Task statement. Retype the material in full, keeping every word the same.

Exercise input.
-*-*-

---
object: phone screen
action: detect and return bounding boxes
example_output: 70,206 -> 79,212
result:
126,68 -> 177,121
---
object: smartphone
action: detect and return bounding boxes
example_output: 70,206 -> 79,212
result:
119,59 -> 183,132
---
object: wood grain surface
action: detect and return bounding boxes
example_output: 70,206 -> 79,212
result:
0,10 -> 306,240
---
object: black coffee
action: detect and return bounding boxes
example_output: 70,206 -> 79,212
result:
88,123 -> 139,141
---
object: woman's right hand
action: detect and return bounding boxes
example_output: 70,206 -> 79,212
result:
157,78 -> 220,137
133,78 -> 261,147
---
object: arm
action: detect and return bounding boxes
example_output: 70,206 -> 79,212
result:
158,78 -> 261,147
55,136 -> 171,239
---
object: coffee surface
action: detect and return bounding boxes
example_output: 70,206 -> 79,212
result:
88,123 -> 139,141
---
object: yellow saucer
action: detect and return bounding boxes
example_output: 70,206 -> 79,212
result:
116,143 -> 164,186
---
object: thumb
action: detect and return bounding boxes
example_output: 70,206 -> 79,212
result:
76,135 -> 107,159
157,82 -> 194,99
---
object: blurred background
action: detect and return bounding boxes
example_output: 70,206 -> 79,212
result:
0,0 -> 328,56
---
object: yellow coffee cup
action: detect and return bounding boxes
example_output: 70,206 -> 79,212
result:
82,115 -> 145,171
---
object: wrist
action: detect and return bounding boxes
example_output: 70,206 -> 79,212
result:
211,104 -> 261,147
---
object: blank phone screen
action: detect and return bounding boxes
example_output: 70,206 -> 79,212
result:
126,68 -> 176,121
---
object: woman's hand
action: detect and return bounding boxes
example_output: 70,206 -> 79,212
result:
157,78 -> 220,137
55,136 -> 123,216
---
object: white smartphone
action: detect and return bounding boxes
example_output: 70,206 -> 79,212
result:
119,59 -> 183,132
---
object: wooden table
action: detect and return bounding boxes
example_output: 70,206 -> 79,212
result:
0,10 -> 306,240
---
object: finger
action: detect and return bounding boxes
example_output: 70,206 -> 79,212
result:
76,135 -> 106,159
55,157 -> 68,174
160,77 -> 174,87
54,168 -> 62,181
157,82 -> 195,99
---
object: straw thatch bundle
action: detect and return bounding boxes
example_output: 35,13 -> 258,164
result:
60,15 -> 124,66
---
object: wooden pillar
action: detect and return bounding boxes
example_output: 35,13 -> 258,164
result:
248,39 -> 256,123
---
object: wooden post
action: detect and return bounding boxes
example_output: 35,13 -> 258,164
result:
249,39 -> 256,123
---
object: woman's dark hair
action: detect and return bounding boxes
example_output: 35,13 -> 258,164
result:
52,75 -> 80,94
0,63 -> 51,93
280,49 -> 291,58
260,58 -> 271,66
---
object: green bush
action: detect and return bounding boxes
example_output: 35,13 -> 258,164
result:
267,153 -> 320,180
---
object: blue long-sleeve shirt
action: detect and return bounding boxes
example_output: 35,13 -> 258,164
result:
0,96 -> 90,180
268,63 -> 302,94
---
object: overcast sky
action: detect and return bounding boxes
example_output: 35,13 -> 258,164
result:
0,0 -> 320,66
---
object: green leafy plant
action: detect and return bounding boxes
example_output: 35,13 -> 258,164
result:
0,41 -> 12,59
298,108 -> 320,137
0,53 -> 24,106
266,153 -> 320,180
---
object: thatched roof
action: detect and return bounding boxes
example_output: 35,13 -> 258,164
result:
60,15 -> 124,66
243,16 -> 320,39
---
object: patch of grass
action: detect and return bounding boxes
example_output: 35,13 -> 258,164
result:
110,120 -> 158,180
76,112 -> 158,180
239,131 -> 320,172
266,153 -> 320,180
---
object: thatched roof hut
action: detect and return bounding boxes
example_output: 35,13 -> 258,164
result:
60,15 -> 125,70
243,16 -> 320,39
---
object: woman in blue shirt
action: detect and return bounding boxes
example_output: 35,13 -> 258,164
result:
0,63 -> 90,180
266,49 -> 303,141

-*-*-

Task answer.
---
object: phone screen
action: detect and return bounding boxes
example_output: 70,206 -> 79,212
result:
126,68 -> 177,121
---
object: smartphone
action: detect and return bounding boxes
example_output: 70,206 -> 79,212
result:
119,59 -> 183,132
---
object: wood grain surface
action: detect and return bounding boxes
example_output: 70,206 -> 79,212
result:
0,10 -> 306,240
---
object: black coffee
action: detect and return bounding boxes
example_output: 70,206 -> 79,212
result:
88,123 -> 139,141
---
object: woman's right hand
action: detect and return bounding boxes
example_output: 70,206 -> 79,212
result:
157,78 -> 220,137
133,78 -> 261,147
---
object: arm
action: detect and return bounding boxes
example_output: 70,206 -> 79,212
result:
158,78 -> 261,147
55,136 -> 171,239
---
object: coffee surface
action: detect and return bounding boxes
example_output: 70,206 -> 79,212
result:
88,123 -> 139,141
---
object: yellow saucer
action: detect and return bounding boxes
example_output: 70,206 -> 79,212
result:
116,143 -> 164,186
---
object: thumb
action: detect and return bounding boxes
example_output: 70,206 -> 79,212
result:
76,135 -> 107,159
157,82 -> 194,99
---
object: blurred background
action: detect and return bounding boxes
example_output: 70,206 -> 79,212
result:
0,0 -> 328,56
---
object: yellow coffee cup
action: detect and return bounding boxes
example_output: 70,206 -> 79,212
result:
82,115 -> 145,171
---
object: wrist
action: detect and return bounding boxes
example_output: 70,206 -> 79,212
result:
211,104 -> 261,147
---
object: blank phone screen
action: detect and return bounding boxes
example_output: 70,206 -> 79,212
result:
126,68 -> 176,121
---
object: woman's hand
action: detect and return bounding boxes
example_output: 70,206 -> 79,212
result:
157,78 -> 220,137
55,136 -> 123,216
---
object: white smartphone
action: detect and return bounding boxes
example_output: 70,206 -> 79,212
result:
119,59 -> 183,132
---
object: wooden table
action: detect and return bounding boxes
example_output: 70,206 -> 79,212
result:
0,10 -> 306,240
---
object: finger
action: detect and return bounding boxes
example_output: 70,206 -> 79,212
result:
76,135 -> 106,159
55,157 -> 68,174
160,77 -> 174,87
54,168 -> 62,181
157,82 -> 195,99
---
object: straw thatch bundle
action: detect and return bounding boxes
example_output: 35,13 -> 258,164
result:
60,15 -> 124,66
---
object: wooden pillar
action: detect and return bounding boxes
example_output: 35,13 -> 258,164
result:
248,39 -> 256,123
---
object: wooden post
action: detect and return bounding boxes
example_output: 35,13 -> 258,164
result:
249,39 -> 256,123
---
object: woman's dark hair
action: detect and return bounding boxes
example_output: 35,13 -> 258,164
result:
52,75 -> 80,94
0,63 -> 51,93
280,49 -> 291,58
260,58 -> 271,66
---
object: green bush
action: detect and return bounding boxes
example_output: 35,13 -> 258,164
result:
267,153 -> 320,180
---
object: blue long-sleeve shirt
action: detect and return bounding boxes
example_output: 35,13 -> 258,164
result:
0,96 -> 90,180
268,63 -> 302,94
---
object: overcast sky
action: detect and return bounding boxes
example_output: 35,13 -> 258,164
result:
0,0 -> 320,66
---
object: green leafy plant
action: detect and return bounding boxes
example_output: 35,13 -> 258,164
result:
0,41 -> 12,59
298,108 -> 320,137
0,53 -> 24,106
266,153 -> 320,180
---
object: thatched roof
action: detect and return bounding boxes
example_output: 35,13 -> 258,164
result:
60,15 -> 124,66
243,16 -> 320,39
---
object: patch of grass
action: detect and return bounding boxes
example_output: 35,13 -> 258,164
result:
110,120 -> 158,180
76,112 -> 158,180
239,131 -> 320,172
266,153 -> 320,180
---
object: thatched roof hut
action: detect and return bounding boxes
example_output: 35,13 -> 258,164
result:
60,15 -> 125,70
243,16 -> 320,39
---
object: woman in blue shirt
action: detect and return bounding boxes
example_output: 35,13 -> 258,164
result:
0,63 -> 90,180
266,49 -> 303,141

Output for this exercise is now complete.